**SOURCE DOCUMENT:**
-*-*-
Published June 1, 2011 1:01PM (EDT)

First nations natives from British Columbia protest in front of the headquarters of Enbridge before the company's annual general meeting in Calgary, Alberta, May 11, 2011. The natives are protesting an oil pipeline that will go through their land. REUTERS/Todd Korol  (CANADA - Tags: BUSINESS ENERGY CIVIL UNREST)   (© Todd Korol / Reuters)
First nations natives from British Columbia protest in front of the headquarters of Enbridge before the company's annual general meeting in Calgary, Alberta, May 11, 2011. The natives are protesting an oil pipeline that will go through their land. REUTERS/Todd Korol (CANADA - Tags: BUSINESS ENERGY CIVIL UNREST) (© Todd Korol / Reuters)

If Michael Lind's intention, in his Salon article published Tuesday, "Everything You've Heard About Fossil Fuels May Be Wrong," was to throw so many bombs at once that critics would be too buried by shrapnel to respond, then he at least partially succeeded. It's hard to know where to start grappling with a column that simultaneously dismisses the challenge of global warming, declares a new golden age of fossil fuels that could last millennia, ridicules renewable energy technologies such as wind and solar while advocating a massive nuclear power buildup, and even throws in a few digs at city living and organic agriculture, just for fun. Readers who might more logically expect to see such sentiments espoused in the National Review or the American Spectator than in Salon were unsurprisingly annoyed.

The article is built on two parallel assertions. First, new technologies have unlocked vast quantities of natural gas (and will deliver a lot more oil, as well, to take care of all our energy needs into the distant future, and second, catastrophic climate change is a "low probability" event that we don't need to worry about. Let's start with the second claim, because how we think about climate change drastically affects how we think about fossil fuels.


The scenarios with the most catastrophic outcomes of global warming are low probability outcomes -- a fact that explains why the world's governments in practice treat reducing CO2 emissions as a low priority, despite paying lip service to it.

A better explanation for why the world is treating climate change as a low priority problem might be because the U.S. -- historically the largest producer of greenhouse gas emissions -- has refused to take any action at all. And that, in turn, is a direct result of fierce opposition from the fossil fuel energy industry and other entrenched special interests, as well as the decision of one major political party to utterly reject the conclusions of the scientific mainstream. (A willful display of ignorance unmatched by any other major political party or ruling government in the rest of the world. )

But whatever the true reasons for our failure to act, Lind's timing can't be beat, because on the very day his article appeared, the International Energy Agency revealed that "greenhouse gas emissions increased by a record amount" in 2010.

From the Guardian:

The shock rise means the goal of preventing a temperature rise of more than 2 degrees Celsius -- which scientists say is the threshold for potentially "dangerous climate change" -- is likely to be just "a nice Utopia," according to Fatih Birol, chief economist of the IEA. It also shows the most serious global recession for 80 years has had only a minimal effect on emissions, contrary to some predictions.
-*-*-
**DESCRIPTION OF THE TASK:**
Please reproduce the passage of the fossil fuels column starting with "The article is" and going on through "about fossil fuels.".
-*-*-
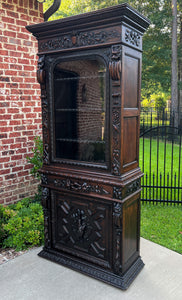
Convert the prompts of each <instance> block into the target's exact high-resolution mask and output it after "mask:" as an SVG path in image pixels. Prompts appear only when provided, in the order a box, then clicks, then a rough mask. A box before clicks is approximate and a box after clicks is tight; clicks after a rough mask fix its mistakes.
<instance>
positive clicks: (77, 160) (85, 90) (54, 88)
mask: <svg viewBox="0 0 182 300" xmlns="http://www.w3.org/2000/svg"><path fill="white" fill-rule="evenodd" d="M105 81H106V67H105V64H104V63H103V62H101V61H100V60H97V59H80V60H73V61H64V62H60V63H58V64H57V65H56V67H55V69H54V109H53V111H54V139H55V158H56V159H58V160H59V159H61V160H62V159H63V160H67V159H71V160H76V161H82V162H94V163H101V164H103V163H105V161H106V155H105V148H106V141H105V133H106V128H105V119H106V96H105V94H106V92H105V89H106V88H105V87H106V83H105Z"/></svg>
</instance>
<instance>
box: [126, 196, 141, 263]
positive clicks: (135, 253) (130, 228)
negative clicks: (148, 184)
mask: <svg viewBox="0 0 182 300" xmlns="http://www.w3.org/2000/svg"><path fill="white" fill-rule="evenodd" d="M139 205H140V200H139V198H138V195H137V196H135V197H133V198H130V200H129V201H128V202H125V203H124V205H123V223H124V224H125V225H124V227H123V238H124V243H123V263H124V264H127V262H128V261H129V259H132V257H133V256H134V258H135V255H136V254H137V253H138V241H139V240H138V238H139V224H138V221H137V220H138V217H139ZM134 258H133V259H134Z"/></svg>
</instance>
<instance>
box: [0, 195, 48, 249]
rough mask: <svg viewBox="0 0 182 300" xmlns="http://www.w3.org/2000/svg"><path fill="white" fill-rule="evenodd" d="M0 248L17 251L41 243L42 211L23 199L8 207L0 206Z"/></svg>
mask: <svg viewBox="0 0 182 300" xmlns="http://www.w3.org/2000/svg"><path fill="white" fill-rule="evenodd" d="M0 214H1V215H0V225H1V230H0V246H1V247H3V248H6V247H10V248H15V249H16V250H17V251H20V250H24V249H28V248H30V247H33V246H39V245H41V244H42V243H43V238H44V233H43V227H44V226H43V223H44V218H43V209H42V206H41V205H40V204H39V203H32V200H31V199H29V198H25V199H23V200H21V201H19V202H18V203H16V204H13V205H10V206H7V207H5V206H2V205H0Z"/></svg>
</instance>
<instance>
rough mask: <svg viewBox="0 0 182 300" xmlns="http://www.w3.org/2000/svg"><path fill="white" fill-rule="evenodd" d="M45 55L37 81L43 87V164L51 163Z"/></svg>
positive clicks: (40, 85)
-*-*-
**FINAL ANSWER:**
The article is built on two parallel assertions. First, new technologies have unlocked vast quantities of natural gas (and will deliver a lot more oil, as well, to take care of all our energy needs into the distant future, and second, catastrophic climate change is a "low probability" event that we don't need to worry about. Let's start with the second claim, because how we think about climate change drastically affects how we think about fossil fuels.